── Data supplied
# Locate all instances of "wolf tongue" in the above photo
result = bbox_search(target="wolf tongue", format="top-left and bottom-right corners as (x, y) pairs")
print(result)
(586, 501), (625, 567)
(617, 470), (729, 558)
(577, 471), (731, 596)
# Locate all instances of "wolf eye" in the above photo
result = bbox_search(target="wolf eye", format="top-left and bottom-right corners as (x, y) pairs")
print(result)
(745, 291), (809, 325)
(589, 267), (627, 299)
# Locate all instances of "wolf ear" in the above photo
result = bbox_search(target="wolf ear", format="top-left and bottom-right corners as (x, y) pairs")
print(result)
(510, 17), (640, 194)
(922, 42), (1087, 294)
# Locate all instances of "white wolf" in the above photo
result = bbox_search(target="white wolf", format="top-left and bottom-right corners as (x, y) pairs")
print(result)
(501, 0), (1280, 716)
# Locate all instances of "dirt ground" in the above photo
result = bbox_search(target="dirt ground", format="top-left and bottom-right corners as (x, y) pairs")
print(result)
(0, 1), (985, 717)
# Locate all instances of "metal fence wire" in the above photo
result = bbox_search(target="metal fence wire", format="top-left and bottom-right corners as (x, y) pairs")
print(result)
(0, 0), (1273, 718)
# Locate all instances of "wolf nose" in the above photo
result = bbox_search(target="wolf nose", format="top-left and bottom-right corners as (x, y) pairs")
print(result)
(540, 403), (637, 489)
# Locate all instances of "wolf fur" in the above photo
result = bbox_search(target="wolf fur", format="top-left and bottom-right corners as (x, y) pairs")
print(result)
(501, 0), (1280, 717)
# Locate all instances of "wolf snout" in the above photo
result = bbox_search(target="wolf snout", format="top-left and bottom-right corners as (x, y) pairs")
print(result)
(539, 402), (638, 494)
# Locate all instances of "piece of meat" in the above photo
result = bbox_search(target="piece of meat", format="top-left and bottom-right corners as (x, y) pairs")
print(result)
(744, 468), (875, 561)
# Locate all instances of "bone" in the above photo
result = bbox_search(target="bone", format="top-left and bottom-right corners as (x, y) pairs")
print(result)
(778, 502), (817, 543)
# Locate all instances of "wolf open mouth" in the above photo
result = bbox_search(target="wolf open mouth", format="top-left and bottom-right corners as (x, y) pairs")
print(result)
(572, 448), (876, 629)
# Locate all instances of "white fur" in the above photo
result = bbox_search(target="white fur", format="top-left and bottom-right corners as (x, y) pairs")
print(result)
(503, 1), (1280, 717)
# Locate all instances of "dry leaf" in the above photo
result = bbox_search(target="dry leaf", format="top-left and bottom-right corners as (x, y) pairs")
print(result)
────
### [Problem requirements]
All lines from the records above should be copied exactly.

### [Reply to the exercise]
# Locate all instances of "wolf tongue" in the above photo
result = bbox_search(target="wolf tongue", format="top-left and bottom-right corners as (x, y) pairs")
print(result)
(586, 501), (625, 567)
(617, 470), (729, 558)
(577, 471), (731, 596)
# Locate all instances of "wolf eye" in the above photo
result = bbox_search(target="wolf eye", format="top-left and bottom-right corners as (x, y) pairs")
print(result)
(745, 291), (809, 325)
(589, 267), (627, 299)
# Locate all instances of "wolf ear" in the above photo
result = bbox_search(target="wolf ear", format="top-left and bottom-right corners as (x, y) pairs")
print(result)
(510, 17), (640, 194)
(922, 42), (1087, 294)
# Locate all instances of "white wolf" in the above photo
result = bbox_search(target="white wolf", format="top-left and bottom-right corners as (x, y) pairs")
print(result)
(501, 0), (1280, 716)
# Locate all instances of "dirt ground" in the above photo
result = bbox_search(target="dirt ground", format="top-left and bottom-right corners as (x, y) pairs")
print(result)
(0, 1), (985, 717)
# Locate all instances of "metal fence wire" in the above photo
result = bbox_search(target="metal fence wire", format="top-left and bottom-right corners as (x, y) pairs")
print(result)
(0, 0), (1273, 718)
# Locate all instances of "wolf nose" in the above photo
result = bbox_search(target="wolf nose", format="top-left and bottom-right corners as (x, y) pairs")
print(result)
(540, 403), (637, 489)
# Locate all instances of "wolf fur" in the above photo
result = bbox_search(target="wolf fur", format="top-left and bottom-right corners as (x, y) pairs")
print(result)
(501, 0), (1280, 717)
# Locate all instances of "wolf snout" in the above photo
result = bbox_search(target="wolf snout", format="top-left and bottom-right corners as (x, y) pairs")
print(result)
(539, 402), (638, 494)
# Locate all instances of "piece of meat" in the above photo
result = bbox_search(target="piece of meat", format="top-left and bottom-right corners as (x, y) pairs")
print(result)
(744, 468), (875, 561)
# Locate all instances of "bone" in the above photo
result = bbox_search(target="bone", format="top-left and bottom-right corners as (x, y) pairs")
print(result)
(778, 502), (817, 543)
# Locate all instances of "wolf open mouth" in the above photo
result = bbox_search(target="wolf open mouth", format="top-left and bottom-right corners as (x, y) pairs")
print(result)
(572, 448), (876, 629)
# Locate all instances of "white fur" in the above photo
result = bbox_search(target="white fur", format="top-left and bottom-right corners as (x, y) pairs")
print(result)
(503, 1), (1280, 717)
# Locate all instances of "dry leaf" in the above photo
result = bbox_search(target="dry leaf", format="top-left and bottom-right corners as (x, y) pairs")
print(result)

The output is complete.